Exercise: Return each line of the material below that contains the word "branch".

# START OF Input data

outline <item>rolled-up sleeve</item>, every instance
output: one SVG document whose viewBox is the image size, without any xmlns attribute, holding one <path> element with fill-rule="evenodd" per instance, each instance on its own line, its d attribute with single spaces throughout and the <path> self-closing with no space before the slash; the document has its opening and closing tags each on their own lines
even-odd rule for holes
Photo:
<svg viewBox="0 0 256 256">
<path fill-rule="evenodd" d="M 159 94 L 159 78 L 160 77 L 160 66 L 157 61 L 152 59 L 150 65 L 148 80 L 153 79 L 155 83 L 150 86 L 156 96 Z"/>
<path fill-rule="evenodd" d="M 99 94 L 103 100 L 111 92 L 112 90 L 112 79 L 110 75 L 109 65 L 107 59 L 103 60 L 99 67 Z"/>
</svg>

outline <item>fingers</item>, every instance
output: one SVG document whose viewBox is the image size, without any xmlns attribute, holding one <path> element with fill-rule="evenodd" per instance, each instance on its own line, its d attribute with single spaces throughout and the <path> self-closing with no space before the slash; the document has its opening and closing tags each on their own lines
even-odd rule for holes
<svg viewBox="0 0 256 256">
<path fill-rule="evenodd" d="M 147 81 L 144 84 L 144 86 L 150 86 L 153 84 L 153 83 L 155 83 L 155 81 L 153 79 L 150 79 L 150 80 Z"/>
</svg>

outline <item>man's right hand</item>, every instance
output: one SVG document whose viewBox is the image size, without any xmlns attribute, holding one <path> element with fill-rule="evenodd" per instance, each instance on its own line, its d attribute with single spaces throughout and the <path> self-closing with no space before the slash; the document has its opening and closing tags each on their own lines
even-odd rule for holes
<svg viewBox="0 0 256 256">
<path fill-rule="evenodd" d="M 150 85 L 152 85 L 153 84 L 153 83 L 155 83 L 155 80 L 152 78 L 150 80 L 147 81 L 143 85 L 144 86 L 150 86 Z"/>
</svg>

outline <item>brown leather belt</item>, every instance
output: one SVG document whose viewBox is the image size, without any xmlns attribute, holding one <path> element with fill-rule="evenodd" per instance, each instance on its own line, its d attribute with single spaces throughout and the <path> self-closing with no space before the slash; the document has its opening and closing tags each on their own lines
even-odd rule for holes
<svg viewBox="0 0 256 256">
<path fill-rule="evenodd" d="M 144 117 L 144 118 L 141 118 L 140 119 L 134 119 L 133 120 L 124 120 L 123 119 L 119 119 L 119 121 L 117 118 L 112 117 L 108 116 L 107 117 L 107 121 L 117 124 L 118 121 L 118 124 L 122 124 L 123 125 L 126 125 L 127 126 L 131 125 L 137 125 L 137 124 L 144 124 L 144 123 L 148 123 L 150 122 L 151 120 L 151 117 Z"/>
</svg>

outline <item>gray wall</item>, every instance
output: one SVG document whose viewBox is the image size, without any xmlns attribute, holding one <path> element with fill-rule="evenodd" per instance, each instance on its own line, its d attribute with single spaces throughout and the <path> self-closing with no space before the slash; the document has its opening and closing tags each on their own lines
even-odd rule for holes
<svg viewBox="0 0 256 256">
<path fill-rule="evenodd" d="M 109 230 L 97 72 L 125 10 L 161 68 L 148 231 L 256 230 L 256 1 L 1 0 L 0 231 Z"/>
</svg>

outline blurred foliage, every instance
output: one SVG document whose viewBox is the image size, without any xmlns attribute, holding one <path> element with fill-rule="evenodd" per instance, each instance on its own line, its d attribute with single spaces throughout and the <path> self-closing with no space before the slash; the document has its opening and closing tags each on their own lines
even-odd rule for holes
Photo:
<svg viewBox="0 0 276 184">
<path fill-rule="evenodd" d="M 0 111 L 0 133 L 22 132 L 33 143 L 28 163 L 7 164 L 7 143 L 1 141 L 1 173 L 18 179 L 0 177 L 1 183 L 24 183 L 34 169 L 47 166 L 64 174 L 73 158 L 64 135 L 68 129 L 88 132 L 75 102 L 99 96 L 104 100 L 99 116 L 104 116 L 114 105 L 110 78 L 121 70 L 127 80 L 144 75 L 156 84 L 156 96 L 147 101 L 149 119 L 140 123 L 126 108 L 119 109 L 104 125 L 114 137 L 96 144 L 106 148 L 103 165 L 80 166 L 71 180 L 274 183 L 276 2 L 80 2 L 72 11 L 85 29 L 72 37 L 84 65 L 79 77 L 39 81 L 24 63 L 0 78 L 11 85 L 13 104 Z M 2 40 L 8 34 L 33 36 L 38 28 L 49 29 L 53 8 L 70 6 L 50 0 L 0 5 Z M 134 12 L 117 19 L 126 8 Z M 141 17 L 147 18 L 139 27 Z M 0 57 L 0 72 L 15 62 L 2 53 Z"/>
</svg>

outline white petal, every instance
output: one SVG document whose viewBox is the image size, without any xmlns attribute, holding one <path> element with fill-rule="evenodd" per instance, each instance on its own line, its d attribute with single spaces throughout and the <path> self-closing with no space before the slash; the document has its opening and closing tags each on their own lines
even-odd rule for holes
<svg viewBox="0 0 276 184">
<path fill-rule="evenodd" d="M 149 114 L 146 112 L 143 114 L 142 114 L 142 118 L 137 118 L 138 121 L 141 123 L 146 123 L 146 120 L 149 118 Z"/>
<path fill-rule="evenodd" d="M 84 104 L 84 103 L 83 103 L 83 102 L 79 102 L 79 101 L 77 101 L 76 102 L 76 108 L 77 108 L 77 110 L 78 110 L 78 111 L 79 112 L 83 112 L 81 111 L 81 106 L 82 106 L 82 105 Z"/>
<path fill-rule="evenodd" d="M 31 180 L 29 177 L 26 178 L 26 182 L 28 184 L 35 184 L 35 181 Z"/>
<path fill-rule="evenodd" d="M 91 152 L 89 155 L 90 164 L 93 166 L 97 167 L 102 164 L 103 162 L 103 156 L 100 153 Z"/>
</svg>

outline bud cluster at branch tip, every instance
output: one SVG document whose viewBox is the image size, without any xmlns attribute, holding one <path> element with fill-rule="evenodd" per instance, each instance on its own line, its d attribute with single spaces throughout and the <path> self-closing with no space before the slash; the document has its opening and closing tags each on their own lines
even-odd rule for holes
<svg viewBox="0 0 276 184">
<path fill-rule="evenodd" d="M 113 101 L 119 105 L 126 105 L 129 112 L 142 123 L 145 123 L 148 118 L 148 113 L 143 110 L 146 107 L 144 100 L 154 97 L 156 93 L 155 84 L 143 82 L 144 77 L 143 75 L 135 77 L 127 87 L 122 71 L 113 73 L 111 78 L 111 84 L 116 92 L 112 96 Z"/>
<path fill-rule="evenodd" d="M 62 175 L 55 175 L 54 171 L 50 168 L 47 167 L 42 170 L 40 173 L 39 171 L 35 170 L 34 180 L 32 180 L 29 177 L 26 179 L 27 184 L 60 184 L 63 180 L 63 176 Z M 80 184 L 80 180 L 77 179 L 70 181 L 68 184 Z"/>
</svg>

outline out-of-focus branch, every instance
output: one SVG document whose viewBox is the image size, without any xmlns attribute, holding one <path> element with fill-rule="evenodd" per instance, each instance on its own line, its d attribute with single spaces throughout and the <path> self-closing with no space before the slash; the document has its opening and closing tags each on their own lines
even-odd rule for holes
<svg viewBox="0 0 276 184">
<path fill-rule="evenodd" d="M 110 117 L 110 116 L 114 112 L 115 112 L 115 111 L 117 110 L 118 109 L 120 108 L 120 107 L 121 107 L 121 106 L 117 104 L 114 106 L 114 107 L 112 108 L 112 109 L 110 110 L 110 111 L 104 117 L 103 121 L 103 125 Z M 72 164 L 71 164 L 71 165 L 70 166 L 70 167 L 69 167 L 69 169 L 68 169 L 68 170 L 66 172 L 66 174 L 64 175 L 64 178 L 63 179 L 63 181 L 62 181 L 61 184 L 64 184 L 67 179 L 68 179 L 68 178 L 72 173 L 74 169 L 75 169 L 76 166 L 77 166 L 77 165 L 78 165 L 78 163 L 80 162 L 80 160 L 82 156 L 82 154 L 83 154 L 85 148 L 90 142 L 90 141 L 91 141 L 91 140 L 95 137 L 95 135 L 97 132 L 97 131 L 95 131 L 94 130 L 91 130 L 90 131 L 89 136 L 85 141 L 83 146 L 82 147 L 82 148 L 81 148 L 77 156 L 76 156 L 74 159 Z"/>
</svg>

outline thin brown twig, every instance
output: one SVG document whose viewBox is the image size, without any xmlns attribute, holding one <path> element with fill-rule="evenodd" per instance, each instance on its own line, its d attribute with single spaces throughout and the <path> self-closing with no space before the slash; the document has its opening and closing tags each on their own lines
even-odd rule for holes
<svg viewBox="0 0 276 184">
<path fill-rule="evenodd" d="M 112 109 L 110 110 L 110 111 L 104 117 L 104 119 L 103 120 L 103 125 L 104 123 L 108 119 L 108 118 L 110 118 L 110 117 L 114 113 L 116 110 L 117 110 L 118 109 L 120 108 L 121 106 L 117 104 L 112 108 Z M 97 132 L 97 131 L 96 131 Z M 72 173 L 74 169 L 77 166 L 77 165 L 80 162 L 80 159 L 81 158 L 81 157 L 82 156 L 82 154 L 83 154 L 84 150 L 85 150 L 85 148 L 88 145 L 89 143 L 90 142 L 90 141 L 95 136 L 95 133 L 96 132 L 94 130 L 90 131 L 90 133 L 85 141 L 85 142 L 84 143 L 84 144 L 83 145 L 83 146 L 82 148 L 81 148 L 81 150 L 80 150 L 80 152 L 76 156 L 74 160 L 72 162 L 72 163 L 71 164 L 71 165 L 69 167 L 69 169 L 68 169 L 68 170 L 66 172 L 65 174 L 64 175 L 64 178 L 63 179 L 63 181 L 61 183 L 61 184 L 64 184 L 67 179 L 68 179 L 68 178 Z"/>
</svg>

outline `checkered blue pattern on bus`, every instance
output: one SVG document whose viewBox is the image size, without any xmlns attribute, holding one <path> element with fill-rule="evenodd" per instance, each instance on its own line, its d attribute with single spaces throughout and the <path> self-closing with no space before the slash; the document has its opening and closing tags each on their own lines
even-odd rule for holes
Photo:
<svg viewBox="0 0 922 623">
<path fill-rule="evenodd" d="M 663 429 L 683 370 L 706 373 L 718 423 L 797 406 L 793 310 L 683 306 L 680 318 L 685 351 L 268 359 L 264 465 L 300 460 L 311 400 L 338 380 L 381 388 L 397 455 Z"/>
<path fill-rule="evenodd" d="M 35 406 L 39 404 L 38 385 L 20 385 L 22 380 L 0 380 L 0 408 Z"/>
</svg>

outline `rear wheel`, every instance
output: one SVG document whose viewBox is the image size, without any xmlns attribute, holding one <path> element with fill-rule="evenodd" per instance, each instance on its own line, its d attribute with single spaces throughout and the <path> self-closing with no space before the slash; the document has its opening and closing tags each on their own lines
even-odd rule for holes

# END OF Input data

Solution for this exercise:
outline bud cluster at branch tip, every instance
outline out-of-focus branch, every instance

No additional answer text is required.